WORK TASK
Your copy of the entries must be exact, and it must not include the pictures.

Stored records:
----------------------------------------
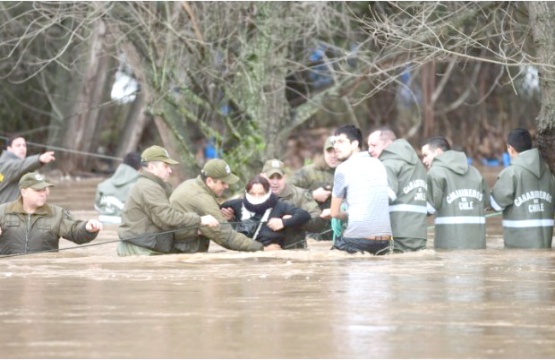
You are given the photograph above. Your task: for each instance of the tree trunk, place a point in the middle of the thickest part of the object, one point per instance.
(83, 91)
(135, 123)
(542, 21)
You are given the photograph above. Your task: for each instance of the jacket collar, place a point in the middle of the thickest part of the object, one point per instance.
(17, 207)
(203, 185)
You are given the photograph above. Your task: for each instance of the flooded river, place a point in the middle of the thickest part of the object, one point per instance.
(85, 302)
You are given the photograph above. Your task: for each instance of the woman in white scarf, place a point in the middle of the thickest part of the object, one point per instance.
(261, 215)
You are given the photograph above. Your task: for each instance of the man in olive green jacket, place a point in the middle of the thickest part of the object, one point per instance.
(29, 224)
(406, 177)
(274, 170)
(148, 221)
(198, 196)
(524, 192)
(318, 177)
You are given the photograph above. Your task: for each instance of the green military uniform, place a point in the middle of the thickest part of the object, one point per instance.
(194, 195)
(314, 176)
(148, 220)
(458, 195)
(24, 233)
(407, 181)
(12, 168)
(302, 199)
(524, 192)
(148, 216)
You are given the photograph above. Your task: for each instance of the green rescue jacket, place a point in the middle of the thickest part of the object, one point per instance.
(407, 181)
(302, 199)
(314, 176)
(24, 233)
(458, 195)
(12, 169)
(194, 196)
(148, 216)
(524, 192)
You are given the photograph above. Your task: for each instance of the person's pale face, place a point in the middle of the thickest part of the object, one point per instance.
(344, 147)
(160, 169)
(376, 144)
(33, 199)
(257, 191)
(217, 186)
(277, 183)
(330, 157)
(428, 155)
(19, 148)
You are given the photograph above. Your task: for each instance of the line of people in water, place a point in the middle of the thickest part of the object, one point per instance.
(383, 196)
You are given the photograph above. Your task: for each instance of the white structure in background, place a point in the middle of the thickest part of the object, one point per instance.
(530, 82)
(125, 86)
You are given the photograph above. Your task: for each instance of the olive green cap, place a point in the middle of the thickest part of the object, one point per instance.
(34, 181)
(274, 166)
(220, 170)
(157, 153)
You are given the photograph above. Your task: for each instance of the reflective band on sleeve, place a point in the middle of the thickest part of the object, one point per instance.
(528, 223)
(391, 194)
(494, 204)
(460, 220)
(409, 208)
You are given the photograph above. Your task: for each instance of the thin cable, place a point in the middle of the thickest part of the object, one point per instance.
(51, 147)
(107, 242)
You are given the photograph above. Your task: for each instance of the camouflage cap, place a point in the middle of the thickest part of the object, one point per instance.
(274, 166)
(34, 181)
(329, 143)
(157, 153)
(220, 170)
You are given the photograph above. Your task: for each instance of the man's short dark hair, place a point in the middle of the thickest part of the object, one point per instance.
(386, 133)
(520, 139)
(133, 159)
(351, 132)
(438, 142)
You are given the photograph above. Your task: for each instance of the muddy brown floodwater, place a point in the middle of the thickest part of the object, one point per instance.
(85, 302)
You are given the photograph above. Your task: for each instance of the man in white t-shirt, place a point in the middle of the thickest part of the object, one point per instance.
(361, 183)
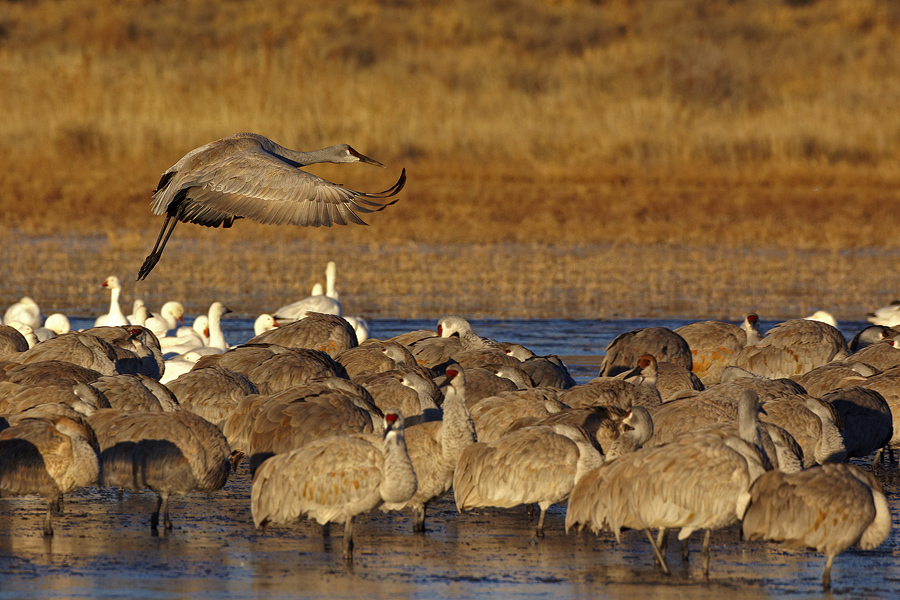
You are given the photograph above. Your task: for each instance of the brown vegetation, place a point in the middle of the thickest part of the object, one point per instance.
(547, 143)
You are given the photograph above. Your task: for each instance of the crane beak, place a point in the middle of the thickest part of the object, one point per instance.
(366, 159)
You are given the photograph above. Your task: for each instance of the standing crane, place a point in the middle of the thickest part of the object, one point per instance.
(828, 508)
(334, 479)
(248, 175)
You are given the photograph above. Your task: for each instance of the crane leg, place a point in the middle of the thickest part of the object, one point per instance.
(348, 541)
(419, 519)
(826, 576)
(660, 559)
(704, 554)
(160, 244)
(48, 527)
(167, 523)
(539, 530)
(662, 541)
(154, 518)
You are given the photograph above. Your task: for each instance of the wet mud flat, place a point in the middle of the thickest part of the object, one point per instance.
(103, 548)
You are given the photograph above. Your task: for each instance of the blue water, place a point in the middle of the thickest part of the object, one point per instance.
(569, 339)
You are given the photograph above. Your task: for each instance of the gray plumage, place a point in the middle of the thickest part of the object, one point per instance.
(300, 415)
(16, 398)
(334, 479)
(327, 333)
(249, 176)
(695, 482)
(49, 457)
(408, 391)
(539, 464)
(435, 447)
(867, 423)
(131, 392)
(493, 416)
(623, 352)
(610, 391)
(170, 453)
(81, 349)
(793, 348)
(828, 508)
(882, 356)
(211, 392)
(832, 376)
(714, 344)
(41, 372)
(273, 368)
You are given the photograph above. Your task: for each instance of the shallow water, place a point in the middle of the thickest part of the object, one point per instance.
(102, 547)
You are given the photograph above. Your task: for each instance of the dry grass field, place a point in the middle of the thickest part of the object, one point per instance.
(566, 158)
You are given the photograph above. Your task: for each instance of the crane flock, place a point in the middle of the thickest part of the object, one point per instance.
(334, 427)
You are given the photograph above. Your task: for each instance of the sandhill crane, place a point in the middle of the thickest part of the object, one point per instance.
(887, 384)
(712, 412)
(886, 315)
(373, 356)
(408, 391)
(883, 355)
(26, 311)
(435, 447)
(41, 372)
(273, 368)
(248, 175)
(547, 371)
(813, 424)
(483, 383)
(15, 398)
(625, 350)
(328, 333)
(48, 457)
(715, 343)
(79, 348)
(334, 479)
(609, 391)
(866, 418)
(297, 416)
(674, 381)
(828, 508)
(137, 349)
(538, 464)
(695, 482)
(493, 416)
(454, 335)
(115, 316)
(870, 335)
(826, 378)
(793, 348)
(615, 431)
(171, 453)
(503, 353)
(211, 392)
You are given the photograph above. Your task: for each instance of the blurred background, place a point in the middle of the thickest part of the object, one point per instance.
(568, 158)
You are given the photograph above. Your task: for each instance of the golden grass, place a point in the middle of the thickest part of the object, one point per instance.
(580, 134)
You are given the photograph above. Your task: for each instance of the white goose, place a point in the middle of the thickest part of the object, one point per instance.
(115, 316)
(171, 313)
----------------------------------------
RESULT BELOW
You are given the photograph above. Your task: for each instance of the tree trunk, place a point in the middle of the thickest part of the object, one point per instance.
(83, 91)
(135, 123)
(542, 21)
You are given the photograph above. Your task: for each instance of the jacket collar, place a point in the middle of the thickest part of the object, one point per instance.
(17, 207)
(203, 185)
You are given the photograph above. Your task: for each instance of the flooded river, place a point in the middle of the thickest part of the object, one point per instance.
(85, 302)
You are given the photograph above. Your task: for each instance of the woman in white scarf, place a point in the middle of the thickest part of the object, one point per instance.
(261, 215)
You are given the photograph above. Your task: for each instance of the man in olive green jacket, place a point in the middle of the thickest part of the object, one point per instance.
(29, 224)
(406, 177)
(274, 170)
(148, 221)
(198, 196)
(524, 192)
(318, 177)
You are given the photograph above. Your task: for each instance of the green military uniform, place a point in the middle of the thickest part of the object, one point per instance.
(194, 195)
(314, 176)
(148, 220)
(458, 195)
(24, 233)
(407, 181)
(12, 168)
(302, 199)
(524, 192)
(148, 216)
You are given the photograph above. Your task: for each instance of the green rescue jacket, place a point in the middle of the thickest part of the object, one point per instance.
(407, 181)
(302, 199)
(314, 176)
(24, 233)
(458, 195)
(12, 169)
(194, 196)
(148, 216)
(524, 192)
You are given the photograph above. Your task: for each instance of the person's pale face, place a point in the middle of the thickest part of the object, one point per instance.
(344, 147)
(160, 169)
(376, 144)
(33, 199)
(257, 191)
(217, 186)
(277, 183)
(330, 157)
(428, 155)
(19, 148)
You are given the photograph above. Your task: for each instance of the line of people in water, place a point in the middle of the thickest part of the object, one point per instance.
(383, 196)
You are given the photograph above. Your task: for each instance of the white structure in background, place a point in the middle of the thickest part of the object, one point per instance.
(530, 82)
(125, 86)
You are given the photograph above. Your task: for each instance of the olive green cap, place a point in the middle of the thickest part of the object, one point per instance.
(34, 181)
(274, 166)
(220, 170)
(157, 153)
You are given the photograph above. Your task: for each instance of the reflective band on sleeve, place a point in the middle of the thickest part of the object, one point per instance.
(528, 223)
(391, 194)
(494, 204)
(460, 220)
(409, 208)
You are given the photograph above. Your task: for each instance of the thin cable, place a point in the middle of the thickest part of the object, one point per instance.
(51, 147)
(107, 242)
You are given the photograph above. Your task: for each instance of the camouflage cap, place a point in the middle of the thickest part of the object, one point per instance.
(274, 166)
(34, 181)
(329, 143)
(157, 153)
(220, 170)
You are given the photograph above. Your task: for each instance of the man's short dark hair, place a point in the middle of the thickest part of the object, one point per instance.
(386, 133)
(520, 139)
(133, 159)
(351, 132)
(438, 142)
You are given the photograph above. Your task: for each instance of the muddy brown floodwater, place a point in the middle of the thickest part of the object, one point per instance.
(85, 302)
You are given the photograph above. Your task: for each instance of the man in white t-shirt, place a point in the middle of the thickest part of the object, one point per instance.
(361, 183)
You are given the photograph above. Your task: for each instance of the brown vegetation, place a point in the middle of the thickest part of the object, one point per instance.
(547, 143)
You are given the photograph above. Your task: for each instance of the crane beak, place a point in the middle of the thickest part of the object, one point per instance.
(366, 159)
You are given the photograph above. Your task: for each instance of the standing crane, place a point in the middle of the thickest part of the object, one point per instance.
(828, 508)
(334, 479)
(248, 175)
You are given the photograph above. Your task: for each instance of the crane leg, place a point in the middle of the thickest part of the object, one point per instance.
(348, 541)
(419, 519)
(826, 576)
(660, 559)
(704, 554)
(160, 244)
(48, 527)
(167, 523)
(539, 530)
(662, 541)
(154, 518)
You are given the photograph above. Your task: for each instance of the wet mud flat, place a point in the middle of the thickest part of the object, one point per instance.
(103, 548)
You are given the photograph above. Your task: for each instance of the blue water, place a point in the middle of the thickest part of the object, one point per instance.
(569, 339)
You are given the photograph above. Your task: for each instance of the gray plumage, place a point in the middle of the thickest part of the object, one point per instance.
(300, 415)
(16, 398)
(334, 479)
(327, 333)
(249, 176)
(695, 482)
(49, 457)
(408, 391)
(539, 464)
(435, 447)
(867, 423)
(131, 392)
(493, 416)
(623, 352)
(610, 391)
(170, 453)
(81, 349)
(793, 348)
(828, 508)
(882, 356)
(211, 392)
(832, 376)
(714, 344)
(41, 372)
(273, 368)
You are given the photograph above. Your task: for each instance of the shallow water, place a point in the middle of the thickest part of the object, one point per instance.
(102, 547)
You are given the photograph above. Your task: for each instance of the dry grass field, place a point in the middle of the thickest part of the object, one point per instance.
(566, 158)
You are given the photograph above. Your task: for each instance of the crane flock, place a point in the middle of the thickest part of the object, one point per instance.
(334, 427)
You are given the photograph above. Your task: for each instance of the sandhill crane, place a point in the middle of the thickest part of the object, one point per instance.
(887, 384)
(712, 412)
(886, 315)
(373, 356)
(408, 391)
(883, 355)
(26, 311)
(435, 447)
(41, 372)
(273, 368)
(248, 175)
(547, 371)
(813, 424)
(483, 383)
(15, 398)
(625, 350)
(328, 333)
(48, 457)
(715, 343)
(79, 348)
(334, 479)
(609, 391)
(866, 418)
(297, 416)
(674, 381)
(828, 508)
(137, 349)
(538, 464)
(695, 482)
(493, 416)
(454, 335)
(115, 316)
(870, 335)
(826, 378)
(793, 348)
(615, 431)
(171, 453)
(503, 353)
(211, 392)
You are given the photograph above. Your task: for each instance of the blurred background, place a point in the middle of the thickest part of the object, one point per instance.
(568, 158)
You are given the photograph above. Your task: for each instance of the golden grass, place a point in the middle of the thickest part of the object, one point per instance.
(580, 134)
You are given the photograph above. Your task: for each instance of the white goose, place a point in the middle of the thickest part of the object, one point per instance.
(115, 316)
(171, 313)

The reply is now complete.